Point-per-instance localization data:
-*-*-

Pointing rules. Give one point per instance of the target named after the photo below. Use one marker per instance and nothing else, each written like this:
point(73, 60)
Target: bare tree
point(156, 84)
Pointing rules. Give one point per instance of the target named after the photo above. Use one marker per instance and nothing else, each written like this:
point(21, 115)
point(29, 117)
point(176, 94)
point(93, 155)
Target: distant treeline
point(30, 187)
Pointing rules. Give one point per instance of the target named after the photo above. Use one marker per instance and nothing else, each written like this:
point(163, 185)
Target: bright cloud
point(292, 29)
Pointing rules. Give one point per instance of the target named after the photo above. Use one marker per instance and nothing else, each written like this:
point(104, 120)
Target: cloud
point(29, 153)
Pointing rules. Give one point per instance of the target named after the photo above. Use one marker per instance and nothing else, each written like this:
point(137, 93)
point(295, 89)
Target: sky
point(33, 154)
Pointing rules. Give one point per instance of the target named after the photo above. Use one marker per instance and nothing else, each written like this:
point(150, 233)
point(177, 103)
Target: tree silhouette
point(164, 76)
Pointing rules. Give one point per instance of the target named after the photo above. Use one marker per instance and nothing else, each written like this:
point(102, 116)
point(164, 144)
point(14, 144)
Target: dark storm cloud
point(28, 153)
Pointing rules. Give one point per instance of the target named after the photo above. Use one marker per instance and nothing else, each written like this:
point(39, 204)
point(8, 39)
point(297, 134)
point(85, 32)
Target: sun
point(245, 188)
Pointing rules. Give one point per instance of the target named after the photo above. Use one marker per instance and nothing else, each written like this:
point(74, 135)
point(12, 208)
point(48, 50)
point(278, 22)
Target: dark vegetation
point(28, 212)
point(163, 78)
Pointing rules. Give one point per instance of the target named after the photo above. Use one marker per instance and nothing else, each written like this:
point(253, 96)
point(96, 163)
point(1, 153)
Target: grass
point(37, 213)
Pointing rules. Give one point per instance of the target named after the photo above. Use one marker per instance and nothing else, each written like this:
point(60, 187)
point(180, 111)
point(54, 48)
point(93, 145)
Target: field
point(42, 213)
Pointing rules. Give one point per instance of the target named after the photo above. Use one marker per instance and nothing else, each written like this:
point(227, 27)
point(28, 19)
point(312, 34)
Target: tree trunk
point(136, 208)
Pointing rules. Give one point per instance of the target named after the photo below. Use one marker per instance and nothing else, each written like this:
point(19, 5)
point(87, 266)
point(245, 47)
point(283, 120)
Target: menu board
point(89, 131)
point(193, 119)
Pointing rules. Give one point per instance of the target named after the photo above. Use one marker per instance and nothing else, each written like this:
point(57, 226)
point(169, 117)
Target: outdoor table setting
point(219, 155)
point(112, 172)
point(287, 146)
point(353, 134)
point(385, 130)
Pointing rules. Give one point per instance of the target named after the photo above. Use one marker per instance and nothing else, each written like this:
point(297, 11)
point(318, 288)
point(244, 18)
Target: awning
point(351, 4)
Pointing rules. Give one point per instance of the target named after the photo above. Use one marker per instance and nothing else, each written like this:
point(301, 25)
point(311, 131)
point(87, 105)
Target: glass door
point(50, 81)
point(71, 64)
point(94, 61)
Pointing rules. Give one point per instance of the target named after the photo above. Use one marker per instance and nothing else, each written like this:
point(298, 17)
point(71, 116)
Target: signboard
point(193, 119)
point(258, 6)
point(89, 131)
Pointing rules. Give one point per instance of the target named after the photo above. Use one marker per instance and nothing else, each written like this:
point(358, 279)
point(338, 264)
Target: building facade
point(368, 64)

-*-*-

WORK ORDER.
Output every line above without altering anything.

SOLUTION FOR THIS EXERCISE.
Pointing rules. Give one point per instance of the target named after the photo below. Use one marker per instance and nothing else, each written like this:
point(73, 60)
Target: bare tree
point(156, 84)
Pointing rules. Give one point per instance of the target named after the photo above. Use one marker per instance and nothing else, each written like this:
point(21, 115)
point(29, 117)
point(176, 94)
point(93, 155)
Target: distant treeline
point(30, 187)
Pointing rules. Give one point per instance of the target named after the photo above. Use one marker per instance and nothing else, each written like this:
point(163, 185)
Target: bright cloud
point(292, 29)
Pointing rules. Give one point per instance of the target named after the photo above. Use one marker per instance and nothing else, each written like this:
point(104, 120)
Target: cloud
point(29, 153)
Pointing rules. Give one point per instance of the target named after the photo above. Use one marker per instance and nothing else, each written like this:
point(137, 93)
point(295, 89)
Target: sky
point(33, 154)
Pointing rules. Give one point per instance of the target named after the photo above. Use one marker per instance and nothing else, each written like this:
point(150, 233)
point(177, 103)
Target: tree silhouette
point(164, 76)
Pointing rules. Give one point per instance of the target named after the photo above. Use one marker per instance and nothing else, each written like this:
point(102, 116)
point(164, 144)
point(14, 144)
Target: dark storm cloud
point(28, 153)
Pointing rules. Give one point per instance of the target named after the photo above. Use one marker per instance and nothing else, each written like this:
point(39, 204)
point(8, 39)
point(297, 134)
point(85, 32)
Target: sun
point(245, 188)
Pointing rules. Give one point per instance of the target named after the photo above. Use one marker per instance and nothing else, each written like this:
point(74, 135)
point(12, 208)
point(48, 50)
point(278, 22)
Target: dark vegetation
point(28, 212)
point(163, 78)
Pointing rules. Give one point per instance of the target named after the photo above. Use one marker per instance and nothing else, each written like this:
point(253, 96)
point(96, 163)
point(1, 153)
Target: grass
point(37, 213)
Pointing rules. Give one point per instance of the target named after the photo above. Use one marker per instance and nothing else, each written like this:
point(60, 187)
point(180, 111)
point(54, 48)
point(93, 145)
Target: field
point(42, 213)
Pointing rules. Give one point per instance of the target named after the photo above. Use one marker per instance and nothing else, each written like this:
point(227, 27)
point(28, 19)
point(312, 34)
Target: tree trunk
point(136, 208)
Pointing rules. Give one point per instance of the target named after the photo below. Use one marker per instance and nothing else, each written like this:
point(19, 5)
point(87, 266)
point(245, 47)
point(283, 120)
Target: menu board
point(89, 131)
point(193, 119)
Pointing rules. Give one point per instance of the target named after the photo above. Use one marker per instance and nothing else, each written like this:
point(57, 226)
point(169, 117)
Target: outdoor table setting
point(219, 155)
point(112, 172)
point(287, 146)
point(353, 134)
point(385, 130)
Pointing rules. Give one point per instance of the target named after the photo above. Use one marker per instance and nothing else, each written like this:
point(297, 11)
point(318, 288)
point(244, 18)
Target: awning
point(351, 4)
Pointing rules. Give one point per instance of the target named after the photo above. Use one marker per instance and nothing else, each written like this:
point(301, 25)
point(311, 131)
point(87, 105)
Target: glass door
point(50, 81)
point(71, 64)
point(94, 61)
Pointing rules. Give one point per instance of the target named after the photo above. Use one marker per instance and nothing else, each written like this:
point(298, 17)
point(71, 116)
Target: signboard
point(193, 119)
point(258, 6)
point(89, 131)
Pointing rules. Give one point per instance of the target named after the photo above. Use one marker per instance and nothing else, each written like this:
point(358, 279)
point(338, 264)
Target: building facade
point(368, 64)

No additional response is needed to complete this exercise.